◆ **What needs to be done**
Transcribe exactly the portion of the listing below that runs from the line containing "the red catcher's" through its last line.

↓↓↓

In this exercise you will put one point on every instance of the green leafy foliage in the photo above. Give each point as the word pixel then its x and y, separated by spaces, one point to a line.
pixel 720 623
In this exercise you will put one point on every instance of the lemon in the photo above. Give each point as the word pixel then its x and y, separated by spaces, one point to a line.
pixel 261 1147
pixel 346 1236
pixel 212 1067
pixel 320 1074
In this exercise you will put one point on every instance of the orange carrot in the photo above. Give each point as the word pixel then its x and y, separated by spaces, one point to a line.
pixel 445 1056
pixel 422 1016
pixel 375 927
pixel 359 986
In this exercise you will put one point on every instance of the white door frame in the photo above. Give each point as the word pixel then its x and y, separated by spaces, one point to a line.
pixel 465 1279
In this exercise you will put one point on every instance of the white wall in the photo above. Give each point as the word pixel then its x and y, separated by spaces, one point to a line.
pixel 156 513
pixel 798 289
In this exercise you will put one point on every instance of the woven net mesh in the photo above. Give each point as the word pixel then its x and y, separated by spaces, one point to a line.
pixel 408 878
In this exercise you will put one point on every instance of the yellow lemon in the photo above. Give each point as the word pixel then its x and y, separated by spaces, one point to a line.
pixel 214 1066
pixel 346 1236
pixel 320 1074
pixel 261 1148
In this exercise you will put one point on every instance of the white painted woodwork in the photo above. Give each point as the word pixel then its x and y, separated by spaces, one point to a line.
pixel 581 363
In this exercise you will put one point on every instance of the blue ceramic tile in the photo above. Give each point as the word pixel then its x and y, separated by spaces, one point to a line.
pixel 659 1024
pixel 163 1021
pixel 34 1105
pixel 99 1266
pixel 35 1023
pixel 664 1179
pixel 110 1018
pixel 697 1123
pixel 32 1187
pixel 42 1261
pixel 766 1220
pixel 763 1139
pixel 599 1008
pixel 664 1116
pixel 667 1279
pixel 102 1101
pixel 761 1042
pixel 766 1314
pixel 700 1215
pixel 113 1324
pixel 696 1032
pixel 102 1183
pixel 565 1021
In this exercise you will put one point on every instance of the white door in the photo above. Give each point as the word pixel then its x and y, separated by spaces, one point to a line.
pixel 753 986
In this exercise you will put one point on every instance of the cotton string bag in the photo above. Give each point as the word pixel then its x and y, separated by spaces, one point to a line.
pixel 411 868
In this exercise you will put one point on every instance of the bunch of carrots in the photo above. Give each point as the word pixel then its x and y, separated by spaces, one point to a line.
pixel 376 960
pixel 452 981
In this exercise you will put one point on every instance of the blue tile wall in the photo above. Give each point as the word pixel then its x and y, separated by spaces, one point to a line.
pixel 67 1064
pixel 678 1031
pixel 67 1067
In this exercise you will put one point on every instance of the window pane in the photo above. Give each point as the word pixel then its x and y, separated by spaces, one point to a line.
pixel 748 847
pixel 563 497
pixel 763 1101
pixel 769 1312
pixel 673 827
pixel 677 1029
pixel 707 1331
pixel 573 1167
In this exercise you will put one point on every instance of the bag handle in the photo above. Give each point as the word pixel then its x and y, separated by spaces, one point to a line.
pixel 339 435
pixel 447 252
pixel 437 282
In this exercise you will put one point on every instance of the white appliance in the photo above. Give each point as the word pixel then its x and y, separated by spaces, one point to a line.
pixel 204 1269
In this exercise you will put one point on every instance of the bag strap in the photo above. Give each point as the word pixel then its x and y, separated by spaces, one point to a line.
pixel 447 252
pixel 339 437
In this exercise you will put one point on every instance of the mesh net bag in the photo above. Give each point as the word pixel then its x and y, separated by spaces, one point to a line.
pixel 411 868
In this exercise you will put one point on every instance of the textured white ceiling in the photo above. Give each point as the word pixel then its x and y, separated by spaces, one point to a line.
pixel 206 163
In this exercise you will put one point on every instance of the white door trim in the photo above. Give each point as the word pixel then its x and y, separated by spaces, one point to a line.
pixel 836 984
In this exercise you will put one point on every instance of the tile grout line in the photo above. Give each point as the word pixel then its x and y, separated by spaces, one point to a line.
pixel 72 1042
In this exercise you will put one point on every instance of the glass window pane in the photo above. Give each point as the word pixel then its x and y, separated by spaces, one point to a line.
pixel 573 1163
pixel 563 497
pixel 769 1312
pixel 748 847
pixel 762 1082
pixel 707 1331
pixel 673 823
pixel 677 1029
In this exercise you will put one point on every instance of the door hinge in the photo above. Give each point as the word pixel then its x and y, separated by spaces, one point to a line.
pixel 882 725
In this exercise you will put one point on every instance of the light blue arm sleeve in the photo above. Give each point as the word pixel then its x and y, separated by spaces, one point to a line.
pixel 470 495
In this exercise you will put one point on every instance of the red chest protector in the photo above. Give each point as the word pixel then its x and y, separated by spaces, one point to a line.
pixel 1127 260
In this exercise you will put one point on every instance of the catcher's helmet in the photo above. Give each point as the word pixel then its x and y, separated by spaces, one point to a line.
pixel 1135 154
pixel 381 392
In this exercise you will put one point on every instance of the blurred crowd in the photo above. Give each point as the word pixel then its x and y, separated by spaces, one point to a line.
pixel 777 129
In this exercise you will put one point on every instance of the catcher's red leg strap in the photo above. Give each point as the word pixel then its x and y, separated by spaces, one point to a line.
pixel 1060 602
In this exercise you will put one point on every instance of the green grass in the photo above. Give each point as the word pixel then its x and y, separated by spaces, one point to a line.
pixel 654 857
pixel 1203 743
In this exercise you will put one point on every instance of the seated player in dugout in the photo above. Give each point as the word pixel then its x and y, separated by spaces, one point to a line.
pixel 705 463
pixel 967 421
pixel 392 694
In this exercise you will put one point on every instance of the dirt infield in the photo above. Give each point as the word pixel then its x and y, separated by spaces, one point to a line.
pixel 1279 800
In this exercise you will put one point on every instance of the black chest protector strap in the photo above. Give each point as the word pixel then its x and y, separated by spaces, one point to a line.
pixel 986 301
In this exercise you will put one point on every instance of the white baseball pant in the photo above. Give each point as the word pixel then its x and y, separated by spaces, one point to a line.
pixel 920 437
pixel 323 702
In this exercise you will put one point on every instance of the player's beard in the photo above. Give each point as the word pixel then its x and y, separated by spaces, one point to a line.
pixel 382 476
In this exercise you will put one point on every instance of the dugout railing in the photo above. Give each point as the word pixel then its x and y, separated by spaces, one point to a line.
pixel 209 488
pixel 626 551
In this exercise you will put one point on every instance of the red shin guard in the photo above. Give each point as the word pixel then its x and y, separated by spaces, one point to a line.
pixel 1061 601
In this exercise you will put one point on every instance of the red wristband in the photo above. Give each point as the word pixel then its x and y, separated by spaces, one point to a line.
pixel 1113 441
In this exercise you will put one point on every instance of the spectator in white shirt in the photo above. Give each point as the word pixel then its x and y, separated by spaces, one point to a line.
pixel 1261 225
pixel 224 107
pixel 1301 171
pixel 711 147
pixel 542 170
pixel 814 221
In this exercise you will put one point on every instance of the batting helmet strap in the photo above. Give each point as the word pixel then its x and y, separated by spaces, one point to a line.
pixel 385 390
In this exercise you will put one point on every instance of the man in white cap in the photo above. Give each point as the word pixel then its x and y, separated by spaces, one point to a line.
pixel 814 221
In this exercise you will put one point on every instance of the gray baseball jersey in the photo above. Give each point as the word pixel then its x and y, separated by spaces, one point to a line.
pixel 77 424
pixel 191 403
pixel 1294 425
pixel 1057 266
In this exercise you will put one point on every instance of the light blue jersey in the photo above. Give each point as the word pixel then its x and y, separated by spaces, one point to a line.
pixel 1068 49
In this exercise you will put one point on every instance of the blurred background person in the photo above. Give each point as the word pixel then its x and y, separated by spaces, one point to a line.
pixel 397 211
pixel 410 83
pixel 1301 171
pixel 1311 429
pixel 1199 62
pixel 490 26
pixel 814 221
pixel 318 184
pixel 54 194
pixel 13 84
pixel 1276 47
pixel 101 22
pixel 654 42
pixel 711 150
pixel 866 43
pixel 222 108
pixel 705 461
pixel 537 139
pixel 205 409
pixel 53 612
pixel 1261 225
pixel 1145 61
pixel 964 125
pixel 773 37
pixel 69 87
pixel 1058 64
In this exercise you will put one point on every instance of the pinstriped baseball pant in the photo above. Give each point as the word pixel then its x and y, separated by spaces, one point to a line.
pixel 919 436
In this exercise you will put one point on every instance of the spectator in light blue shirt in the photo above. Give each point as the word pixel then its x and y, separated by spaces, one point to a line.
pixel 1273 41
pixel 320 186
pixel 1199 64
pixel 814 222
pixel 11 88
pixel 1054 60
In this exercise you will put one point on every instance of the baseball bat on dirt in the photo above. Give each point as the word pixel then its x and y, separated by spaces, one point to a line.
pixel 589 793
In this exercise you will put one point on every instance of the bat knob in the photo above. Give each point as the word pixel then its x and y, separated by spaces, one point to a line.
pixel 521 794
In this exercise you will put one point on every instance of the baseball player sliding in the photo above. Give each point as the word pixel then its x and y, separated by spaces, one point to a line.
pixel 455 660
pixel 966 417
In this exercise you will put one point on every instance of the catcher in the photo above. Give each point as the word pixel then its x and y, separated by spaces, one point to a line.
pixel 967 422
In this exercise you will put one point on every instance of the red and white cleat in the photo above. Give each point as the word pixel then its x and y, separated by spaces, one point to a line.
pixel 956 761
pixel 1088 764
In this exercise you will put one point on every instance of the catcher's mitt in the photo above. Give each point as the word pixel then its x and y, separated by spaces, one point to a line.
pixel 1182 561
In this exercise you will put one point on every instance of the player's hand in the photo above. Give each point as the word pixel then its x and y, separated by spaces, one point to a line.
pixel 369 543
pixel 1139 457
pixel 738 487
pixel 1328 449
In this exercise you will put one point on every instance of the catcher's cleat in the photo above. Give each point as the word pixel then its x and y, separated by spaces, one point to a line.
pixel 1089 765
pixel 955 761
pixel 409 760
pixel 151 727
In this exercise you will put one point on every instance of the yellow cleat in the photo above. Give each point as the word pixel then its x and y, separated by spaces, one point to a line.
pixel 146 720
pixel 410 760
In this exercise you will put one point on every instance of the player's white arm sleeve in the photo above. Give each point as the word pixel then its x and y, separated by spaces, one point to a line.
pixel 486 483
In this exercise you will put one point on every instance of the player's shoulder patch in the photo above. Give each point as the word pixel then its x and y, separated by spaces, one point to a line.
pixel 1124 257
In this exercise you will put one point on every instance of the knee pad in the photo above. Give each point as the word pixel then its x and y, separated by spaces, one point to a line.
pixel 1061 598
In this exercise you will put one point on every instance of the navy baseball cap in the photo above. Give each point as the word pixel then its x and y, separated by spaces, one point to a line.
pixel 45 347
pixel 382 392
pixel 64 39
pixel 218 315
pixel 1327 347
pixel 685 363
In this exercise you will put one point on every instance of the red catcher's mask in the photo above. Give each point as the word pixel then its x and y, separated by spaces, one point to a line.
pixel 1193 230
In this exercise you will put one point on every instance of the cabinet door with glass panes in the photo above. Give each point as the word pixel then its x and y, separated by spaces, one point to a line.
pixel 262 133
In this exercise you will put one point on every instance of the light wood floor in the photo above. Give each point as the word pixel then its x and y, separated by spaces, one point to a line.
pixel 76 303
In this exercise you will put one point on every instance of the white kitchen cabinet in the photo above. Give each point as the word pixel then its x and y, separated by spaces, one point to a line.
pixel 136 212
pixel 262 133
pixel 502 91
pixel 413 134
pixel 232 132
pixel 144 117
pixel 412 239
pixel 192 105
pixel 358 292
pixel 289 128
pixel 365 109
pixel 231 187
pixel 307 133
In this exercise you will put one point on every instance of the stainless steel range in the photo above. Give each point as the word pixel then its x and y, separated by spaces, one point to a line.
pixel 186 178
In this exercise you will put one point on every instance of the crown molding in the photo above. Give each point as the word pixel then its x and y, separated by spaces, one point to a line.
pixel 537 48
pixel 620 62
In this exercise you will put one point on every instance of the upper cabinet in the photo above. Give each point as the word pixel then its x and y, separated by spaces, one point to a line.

↑↑↑

◆ **Your solution**
In this exercise you will put one point on every instance of the red catcher's mask in the photo above. Give each point as the word pixel then its x and y, separated by spaces, one point to a line.
pixel 1193 230
In this exercise you will put one point on every instance of the cabinet door with glass panes in the photo above. Give each point as the word pixel then its x and y, separated by spaces, one point to a line.
pixel 262 133
In this exercise you will put one point on every instance of the light wood floor in the photo above. Give each point as the word pixel then its x and y, separated by spaces, one point to a line.
pixel 76 303
In this exercise you will put one point on every instance of the white kitchen cabinet in the photo above. Give each point as the word pixel then its x and y, separated by spaces, one point to a line.
pixel 136 212
pixel 262 133
pixel 502 91
pixel 413 134
pixel 232 132
pixel 144 117
pixel 412 239
pixel 192 105
pixel 358 292
pixel 289 128
pixel 365 109
pixel 231 187
pixel 307 133
In this exercise you will put one point on every instance of the stainless steel range in the photo above. Give each point as the word pixel then its x and y, separated by spaces, one point to a line.
pixel 186 178
In this exercise you will put one point on every instance of the crown molding in the photo above. Give each point as the word pixel then its x and y, separated by spaces, one point to a line.
pixel 537 48
pixel 620 62
In this exercise you will put one point on every instance of the upper cabinet in the photo above. Give each point as the word pixel then its x and y, separated by spaces, one point to a line.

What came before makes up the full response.